Task to carry out »
Write out each line exactly as it stands, please.

-- START --

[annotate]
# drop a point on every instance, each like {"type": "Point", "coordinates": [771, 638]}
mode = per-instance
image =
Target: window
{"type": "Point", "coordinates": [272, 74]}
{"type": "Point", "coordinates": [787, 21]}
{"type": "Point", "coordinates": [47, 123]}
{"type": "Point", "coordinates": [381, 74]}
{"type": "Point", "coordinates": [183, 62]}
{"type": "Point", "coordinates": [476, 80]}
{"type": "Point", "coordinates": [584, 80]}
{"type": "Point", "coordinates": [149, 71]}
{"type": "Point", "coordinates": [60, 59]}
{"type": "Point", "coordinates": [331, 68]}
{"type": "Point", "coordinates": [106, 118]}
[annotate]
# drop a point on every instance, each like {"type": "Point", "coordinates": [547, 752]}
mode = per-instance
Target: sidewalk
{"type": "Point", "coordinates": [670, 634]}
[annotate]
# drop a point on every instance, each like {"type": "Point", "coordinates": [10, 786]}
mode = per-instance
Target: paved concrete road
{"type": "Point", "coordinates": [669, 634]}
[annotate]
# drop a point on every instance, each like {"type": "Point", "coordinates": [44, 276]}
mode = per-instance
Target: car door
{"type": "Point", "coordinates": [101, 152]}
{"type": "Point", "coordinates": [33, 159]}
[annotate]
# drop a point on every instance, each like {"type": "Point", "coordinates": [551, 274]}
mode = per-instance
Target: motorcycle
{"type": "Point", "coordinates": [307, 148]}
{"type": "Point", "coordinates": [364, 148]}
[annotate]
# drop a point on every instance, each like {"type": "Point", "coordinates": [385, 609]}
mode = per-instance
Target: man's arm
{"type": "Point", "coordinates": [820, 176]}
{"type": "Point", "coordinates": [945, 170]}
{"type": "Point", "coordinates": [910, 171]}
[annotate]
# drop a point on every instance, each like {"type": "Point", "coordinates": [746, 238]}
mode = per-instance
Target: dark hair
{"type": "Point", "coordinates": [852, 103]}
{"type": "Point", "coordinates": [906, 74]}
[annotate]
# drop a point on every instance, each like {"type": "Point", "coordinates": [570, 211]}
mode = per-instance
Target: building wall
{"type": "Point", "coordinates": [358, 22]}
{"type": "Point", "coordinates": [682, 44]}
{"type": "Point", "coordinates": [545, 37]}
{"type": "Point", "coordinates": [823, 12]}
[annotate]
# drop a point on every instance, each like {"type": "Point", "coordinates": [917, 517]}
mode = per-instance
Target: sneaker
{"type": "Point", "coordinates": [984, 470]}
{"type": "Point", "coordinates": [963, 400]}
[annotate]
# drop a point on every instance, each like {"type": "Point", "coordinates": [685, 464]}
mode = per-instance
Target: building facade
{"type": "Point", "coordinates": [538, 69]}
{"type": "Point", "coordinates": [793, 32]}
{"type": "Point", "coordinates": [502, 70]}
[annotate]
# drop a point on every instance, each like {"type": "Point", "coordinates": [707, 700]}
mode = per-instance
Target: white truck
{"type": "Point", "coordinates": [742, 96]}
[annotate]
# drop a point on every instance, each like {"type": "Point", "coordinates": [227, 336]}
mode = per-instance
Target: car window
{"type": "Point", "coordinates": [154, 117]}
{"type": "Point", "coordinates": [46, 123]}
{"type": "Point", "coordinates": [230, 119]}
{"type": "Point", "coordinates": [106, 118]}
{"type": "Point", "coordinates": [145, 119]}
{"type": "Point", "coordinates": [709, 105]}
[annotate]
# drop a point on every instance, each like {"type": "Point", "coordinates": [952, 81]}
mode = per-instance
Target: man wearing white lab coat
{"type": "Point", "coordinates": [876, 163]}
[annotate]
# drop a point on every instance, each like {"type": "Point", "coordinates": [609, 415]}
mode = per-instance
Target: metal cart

-- END --

Right answer »
[annotate]
# drop a point on every instance, each like {"type": "Point", "coordinates": [771, 638]}
mode = per-instance
image =
Target: window
{"type": "Point", "coordinates": [272, 74]}
{"type": "Point", "coordinates": [787, 21]}
{"type": "Point", "coordinates": [47, 123]}
{"type": "Point", "coordinates": [381, 74]}
{"type": "Point", "coordinates": [183, 62]}
{"type": "Point", "coordinates": [476, 80]}
{"type": "Point", "coordinates": [584, 80]}
{"type": "Point", "coordinates": [149, 71]}
{"type": "Point", "coordinates": [60, 59]}
{"type": "Point", "coordinates": [331, 68]}
{"type": "Point", "coordinates": [106, 118]}
[annotate]
# drop a point on every instance, each like {"type": "Point", "coordinates": [547, 752]}
mode = per-instance
Target: sidewalk
{"type": "Point", "coordinates": [670, 634]}
[annotate]
# drop a point on every instance, each like {"type": "Point", "coordinates": [10, 786]}
mode = per-instance
Target: paved concrete road
{"type": "Point", "coordinates": [669, 634]}
[annotate]
# drop a point on every instance, each like {"type": "Point", "coordinates": [44, 276]}
mode = per-instance
Target: car door
{"type": "Point", "coordinates": [101, 152]}
{"type": "Point", "coordinates": [33, 159]}
[annotate]
# drop a point on every instance, each like {"type": "Point", "coordinates": [551, 274]}
mode = per-instance
Target: motorcycle
{"type": "Point", "coordinates": [307, 148]}
{"type": "Point", "coordinates": [364, 148]}
[annotate]
# drop a point on every instance, each like {"type": "Point", "coordinates": [385, 609]}
mode = per-instance
Target: man's arm
{"type": "Point", "coordinates": [820, 176]}
{"type": "Point", "coordinates": [945, 170]}
{"type": "Point", "coordinates": [910, 171]}
[annotate]
# drop a point on every instance, each like {"type": "Point", "coordinates": [746, 238]}
mode = per-instance
Target: dark hair
{"type": "Point", "coordinates": [852, 103]}
{"type": "Point", "coordinates": [906, 74]}
[annotate]
# drop a point on every instance, each like {"type": "Point", "coordinates": [570, 211]}
mode = per-instance
Target: building wall
{"type": "Point", "coordinates": [358, 22]}
{"type": "Point", "coordinates": [682, 44]}
{"type": "Point", "coordinates": [545, 37]}
{"type": "Point", "coordinates": [823, 12]}
[annotate]
# drop a point on every instance, each like {"type": "Point", "coordinates": [917, 517]}
mode = per-instance
Target: sneaker
{"type": "Point", "coordinates": [984, 470]}
{"type": "Point", "coordinates": [963, 400]}
[annotate]
# drop a point on every instance, each like {"type": "Point", "coordinates": [685, 464]}
mode = per-instance
Target: building facade
{"type": "Point", "coordinates": [538, 69]}
{"type": "Point", "coordinates": [793, 32]}
{"type": "Point", "coordinates": [502, 70]}
[annotate]
# drop a point on every instance, each like {"type": "Point", "coordinates": [707, 700]}
mode = per-instance
Target: white truck
{"type": "Point", "coordinates": [742, 96]}
[annotate]
# drop a point on every instance, each like {"type": "Point", "coordinates": [227, 336]}
mode = per-instance
Target: car window
{"type": "Point", "coordinates": [154, 117]}
{"type": "Point", "coordinates": [46, 123]}
{"type": "Point", "coordinates": [230, 119]}
{"type": "Point", "coordinates": [106, 118]}
{"type": "Point", "coordinates": [145, 119]}
{"type": "Point", "coordinates": [709, 105]}
[annotate]
# drop a point on every instance, each like {"type": "Point", "coordinates": [952, 81]}
mode = per-instance
Target: man wearing white lab coat
{"type": "Point", "coordinates": [876, 163]}
[annotate]
# drop a point on every instance, each like {"type": "Point", "coordinates": [609, 415]}
mode = per-instance
Target: metal cart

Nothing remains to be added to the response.